— BEGIN Exercise data —
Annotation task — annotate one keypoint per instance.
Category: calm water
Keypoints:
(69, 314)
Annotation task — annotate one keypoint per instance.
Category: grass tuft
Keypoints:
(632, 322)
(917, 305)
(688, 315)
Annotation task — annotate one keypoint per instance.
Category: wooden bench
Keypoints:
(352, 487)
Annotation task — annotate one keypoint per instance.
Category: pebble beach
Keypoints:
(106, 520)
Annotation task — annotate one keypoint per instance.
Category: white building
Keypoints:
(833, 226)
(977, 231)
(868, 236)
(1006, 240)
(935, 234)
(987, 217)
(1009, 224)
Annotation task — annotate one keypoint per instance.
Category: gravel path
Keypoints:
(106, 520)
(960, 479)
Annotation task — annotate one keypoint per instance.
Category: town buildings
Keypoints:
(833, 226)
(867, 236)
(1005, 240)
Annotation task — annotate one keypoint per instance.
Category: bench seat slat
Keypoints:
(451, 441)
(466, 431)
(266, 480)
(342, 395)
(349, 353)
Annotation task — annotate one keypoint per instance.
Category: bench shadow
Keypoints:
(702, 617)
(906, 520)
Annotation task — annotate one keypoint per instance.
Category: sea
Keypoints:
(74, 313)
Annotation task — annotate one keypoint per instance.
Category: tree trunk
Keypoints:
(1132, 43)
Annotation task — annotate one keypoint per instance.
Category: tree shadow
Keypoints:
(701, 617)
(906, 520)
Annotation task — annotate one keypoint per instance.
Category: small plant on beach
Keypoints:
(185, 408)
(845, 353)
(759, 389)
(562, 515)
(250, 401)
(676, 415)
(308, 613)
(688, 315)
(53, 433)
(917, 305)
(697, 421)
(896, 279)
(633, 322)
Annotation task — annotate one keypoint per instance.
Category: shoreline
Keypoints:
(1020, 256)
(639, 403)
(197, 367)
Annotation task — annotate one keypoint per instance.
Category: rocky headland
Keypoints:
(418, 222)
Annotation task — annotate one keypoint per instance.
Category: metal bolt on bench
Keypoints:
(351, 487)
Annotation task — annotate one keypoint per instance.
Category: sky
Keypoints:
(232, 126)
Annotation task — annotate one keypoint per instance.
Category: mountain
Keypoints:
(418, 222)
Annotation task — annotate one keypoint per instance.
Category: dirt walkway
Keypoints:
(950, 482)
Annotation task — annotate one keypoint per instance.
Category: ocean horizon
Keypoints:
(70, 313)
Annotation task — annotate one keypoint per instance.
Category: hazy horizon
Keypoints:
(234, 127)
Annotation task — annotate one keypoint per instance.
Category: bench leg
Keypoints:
— END Exercise data —
Required task:
Write the data back out verbatim.

Exercise answer:
Annotation task — annotate one keypoint per instance.
Category: calm water
Keypoints:
(69, 314)
Annotation task — annotate one keypoint per instance.
Category: grass tuft
Keypoints:
(632, 322)
(917, 305)
(688, 315)
Annotation task — annotate one keypoint per instance.
Category: wooden bench
Keypoints:
(352, 487)
Annotation task — annotate one keypoint per instance.
Category: pebble beach
Keypoints:
(106, 520)
Annotation task — annotate one keypoint per instance.
Category: white building
Keypoints:
(833, 226)
(977, 231)
(868, 236)
(1006, 240)
(935, 234)
(987, 217)
(1009, 224)
Annotation task — annotate one keypoint per instance.
Category: gravel path
Keypoints:
(106, 520)
(960, 479)
Annotation task — annotate one keypoint per instance.
Category: town buildings
Keypoints:
(833, 226)
(867, 236)
(1005, 240)
Annotation task — annotate one keypoint per instance.
Category: bench seat slat
Keypoints:
(451, 441)
(466, 431)
(266, 480)
(342, 395)
(349, 353)
Annotation task — annotate one keypoint per instance.
Category: bench shadow
Keypoints:
(702, 617)
(906, 520)
Annotation task — annotate one keypoint per instance.
Category: sea
Keypoints:
(74, 313)
Annotation task — annotate one keypoint per instance.
Category: tree trunk
Keypoints:
(1132, 43)
Annotation task — annotate one keypoint per instance.
Category: tree shadow
Keypoints:
(701, 617)
(906, 520)
Annotation task — annotate one keypoint per instance.
Category: small plant on beach
Keypoints:
(185, 408)
(845, 353)
(759, 389)
(562, 515)
(250, 401)
(676, 415)
(308, 613)
(688, 315)
(53, 433)
(917, 305)
(697, 421)
(896, 279)
(633, 322)
Annotation task — annotate one keypoint per instance.
Category: shoreline
Keypoints:
(1020, 256)
(639, 403)
(197, 367)
Annotation task — annotate one keypoint per instance.
Category: rocky headland
Keypoints:
(418, 222)
Annotation task — annotate one keypoint per instance.
Category: metal bolt on bench
Keypoints:
(351, 487)
Annotation task — annotate one keypoint per instance.
Category: sky
Keypoints:
(232, 126)
Annotation task — annotate one keypoint per instance.
Category: mountain
Keypoints:
(418, 222)
Annotation task — annotate one keypoint per instance.
Category: dirt walkway
Keypoints:
(950, 482)
Annotation task — annotate one keypoint per instance.
Category: ocean horizon
Keypoints:
(70, 313)
Annotation task — annotate one keypoint per instance.
Category: hazy horizon
Keypoints:
(234, 127)
Annotation task — annotate one keypoint per instance.
Category: bench leg
Keypoints:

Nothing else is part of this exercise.